-- BEGIN Source records --

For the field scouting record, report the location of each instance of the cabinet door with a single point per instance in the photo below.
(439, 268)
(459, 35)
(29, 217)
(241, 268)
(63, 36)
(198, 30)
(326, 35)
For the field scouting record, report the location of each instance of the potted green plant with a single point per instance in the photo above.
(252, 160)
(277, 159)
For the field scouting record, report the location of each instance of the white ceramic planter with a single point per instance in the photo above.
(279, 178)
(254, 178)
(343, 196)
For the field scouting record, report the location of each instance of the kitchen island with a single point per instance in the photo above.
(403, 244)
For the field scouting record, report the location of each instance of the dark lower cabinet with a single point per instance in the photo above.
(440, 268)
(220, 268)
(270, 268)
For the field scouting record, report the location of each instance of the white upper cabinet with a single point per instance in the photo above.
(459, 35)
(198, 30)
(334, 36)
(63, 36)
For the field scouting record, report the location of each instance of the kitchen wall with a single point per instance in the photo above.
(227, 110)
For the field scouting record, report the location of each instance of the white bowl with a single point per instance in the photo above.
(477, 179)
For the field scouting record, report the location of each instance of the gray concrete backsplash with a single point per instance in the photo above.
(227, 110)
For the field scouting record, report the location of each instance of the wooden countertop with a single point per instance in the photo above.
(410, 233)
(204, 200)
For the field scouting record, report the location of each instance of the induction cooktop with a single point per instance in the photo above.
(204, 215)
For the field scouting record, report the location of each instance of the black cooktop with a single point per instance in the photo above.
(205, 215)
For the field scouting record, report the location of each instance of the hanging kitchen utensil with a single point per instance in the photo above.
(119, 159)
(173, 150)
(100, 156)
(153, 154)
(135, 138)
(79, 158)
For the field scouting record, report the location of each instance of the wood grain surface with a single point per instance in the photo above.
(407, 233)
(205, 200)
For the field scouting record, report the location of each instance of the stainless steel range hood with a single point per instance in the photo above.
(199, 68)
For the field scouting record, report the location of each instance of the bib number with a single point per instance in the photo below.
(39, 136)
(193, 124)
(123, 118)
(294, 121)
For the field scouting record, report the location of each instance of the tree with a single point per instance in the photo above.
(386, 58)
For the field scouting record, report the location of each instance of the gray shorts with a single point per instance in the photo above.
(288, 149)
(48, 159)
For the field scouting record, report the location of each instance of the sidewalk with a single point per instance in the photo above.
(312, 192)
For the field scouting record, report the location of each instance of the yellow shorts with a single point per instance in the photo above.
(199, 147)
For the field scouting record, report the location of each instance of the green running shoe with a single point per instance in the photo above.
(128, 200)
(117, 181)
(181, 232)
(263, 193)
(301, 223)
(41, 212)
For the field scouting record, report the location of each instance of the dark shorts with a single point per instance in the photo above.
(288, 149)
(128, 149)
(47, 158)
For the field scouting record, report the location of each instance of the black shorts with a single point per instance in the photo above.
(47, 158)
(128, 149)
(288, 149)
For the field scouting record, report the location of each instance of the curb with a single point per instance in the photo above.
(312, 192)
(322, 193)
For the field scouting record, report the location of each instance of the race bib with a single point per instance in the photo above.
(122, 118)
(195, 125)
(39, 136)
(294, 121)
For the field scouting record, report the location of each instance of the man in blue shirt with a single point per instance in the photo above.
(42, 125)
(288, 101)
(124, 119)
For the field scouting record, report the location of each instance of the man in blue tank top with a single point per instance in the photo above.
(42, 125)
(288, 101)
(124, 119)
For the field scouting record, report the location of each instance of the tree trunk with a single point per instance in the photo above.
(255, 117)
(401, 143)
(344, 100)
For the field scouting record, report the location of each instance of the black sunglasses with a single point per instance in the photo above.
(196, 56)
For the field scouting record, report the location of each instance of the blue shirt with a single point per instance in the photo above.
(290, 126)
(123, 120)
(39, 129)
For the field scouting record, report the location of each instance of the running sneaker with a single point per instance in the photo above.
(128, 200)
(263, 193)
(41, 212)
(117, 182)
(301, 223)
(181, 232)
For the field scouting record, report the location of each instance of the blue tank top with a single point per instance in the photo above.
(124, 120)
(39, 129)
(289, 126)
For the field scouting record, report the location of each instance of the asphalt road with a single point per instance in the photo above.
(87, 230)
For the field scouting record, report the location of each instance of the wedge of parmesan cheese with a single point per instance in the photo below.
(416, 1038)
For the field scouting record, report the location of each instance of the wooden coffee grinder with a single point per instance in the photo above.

-- END Source records --

Work to be completed:
Please update the data by changing "field scouting record" to "site survey log" at every occurrence and leaving everything else unchanged.

Exercise solution:
For the site survey log, report the location of each instance of the cabinet door with a single point per instance in the photo below.
(439, 268)
(459, 35)
(29, 217)
(241, 268)
(63, 36)
(198, 30)
(326, 35)
For the site survey log, report the location of each instance of the potted green plant with a single point per instance in the photo above.
(252, 160)
(277, 159)
For the site survey log, report the location of each instance of the white ceramic planter with a single point per instance in the photo above.
(279, 178)
(254, 178)
(343, 196)
For the site survey log, report the location of each instance of the kitchen island with a single point per instance in the photo above.
(403, 244)
For the site survey log, report the location of each instance of the dark lower cabinet with a single point per instance in the photo above.
(440, 268)
(220, 268)
(270, 268)
For the site survey log, report the location of each instance of the white upper cabinet with a single point per instance in the photo above.
(459, 35)
(198, 30)
(334, 36)
(63, 36)
For the site survey log, report the location of each instance of the kitchen wall with a single point per instance in the photo above.
(227, 110)
For the site survey log, report the location of each instance of the white bowl with a single point per instance in the photo above.
(477, 179)
For the site survey log, report the location of each instance of the gray concrete backsplash with a single point per instance in the photo above.
(227, 110)
For the site survey log, report the location of each instance of the wooden countertop with a single point per instance in the photo above.
(410, 233)
(204, 200)
For the site survey log, report the location of each instance of the induction cooktop with a single point per instance in the photo above.
(204, 215)
For the site survey log, report the location of each instance of the black cooktop with a single point per instance in the photo above.
(205, 215)
For the site survey log, report the location of each instance of the hanging kitchen utensil with a single point per instance in the photo above.
(119, 159)
(173, 150)
(100, 156)
(153, 154)
(135, 138)
(79, 158)
For the site survey log, report the location of each instance of the wood grain surface with a single point per instance in the photo above.
(407, 233)
(205, 200)
For the site survey log, report the location of each instance of the stainless steel range hood with a single point per instance in the photo above.
(199, 68)
For the site survey log, report the location of each instance of the bib number with a single point per instance in the photo below.
(39, 136)
(193, 124)
(123, 118)
(294, 121)
For the site survey log, report the location of each instance of the tree with a single point per instance in the photo above.
(386, 58)
For the site survey log, report the location of each instance of the gray shorts with a single point per instance in the photo above.
(288, 149)
(48, 159)
For the site survey log, report the location of each instance of the sidewalk with a single point per instance in the photo above.
(312, 192)
For the site survey log, report the location of each instance of the yellow shorts with a single point per instance in the photo above.
(199, 147)
For the site survey log, report the location of each instance of the green running shoe with a single point per instance in the photo above.
(128, 200)
(117, 181)
(181, 232)
(263, 193)
(301, 223)
(41, 212)
For the site survey log, report the location of each instance of the dark shorts with a single point per instance in the photo above.
(288, 149)
(128, 149)
(47, 158)
For the site survey log, report the location of each instance of the black shorts with a single point per instance in the photo above.
(47, 158)
(128, 149)
(288, 149)
For the site survey log, report the location of each instance of the curb with a single point per instance in the photo above.
(312, 192)
(322, 193)
For the site survey log, report the location of each instance of the race bib with a single point per instance in the photo above.
(122, 118)
(195, 125)
(39, 136)
(294, 121)
For the site survey log, report the location of each instance of the man in blue shirt with a single point per instance in the photo above.
(42, 125)
(288, 101)
(124, 119)
For the site survey log, report the location of each instance of the man in blue tank top with a single point per instance in the photo above.
(42, 125)
(288, 101)
(124, 119)
For the site survey log, report the location of each instance of the tree trunk with a single point per instance in the photo above.
(255, 117)
(401, 143)
(344, 100)
For the site survey log, report the location of each instance of the black sunglasses with a single point per instance in the photo above.
(196, 56)
For the site survey log, report the location of each instance of the blue shirt with a single point per instance in the photo above.
(290, 126)
(123, 120)
(39, 129)
For the site survey log, report the location of each instance of the running sneaker with a single point per instance in the photo above.
(128, 200)
(263, 193)
(41, 212)
(117, 182)
(301, 223)
(181, 232)
For the site survey log, report the location of each instance of the blue tank top with a single point per instance in the photo above.
(124, 120)
(39, 129)
(289, 126)
For the site survey log, report the location of each instance of the asphalt road with a single point per instance in the photo above.
(87, 230)
For the site survey log, report the location of each instance of the wedge of parmesan cheese with a single point per instance in the photo below.
(416, 1038)
For the site survey log, report the location of each instance of the wooden coffee grinder with a single point per instance in the photo above.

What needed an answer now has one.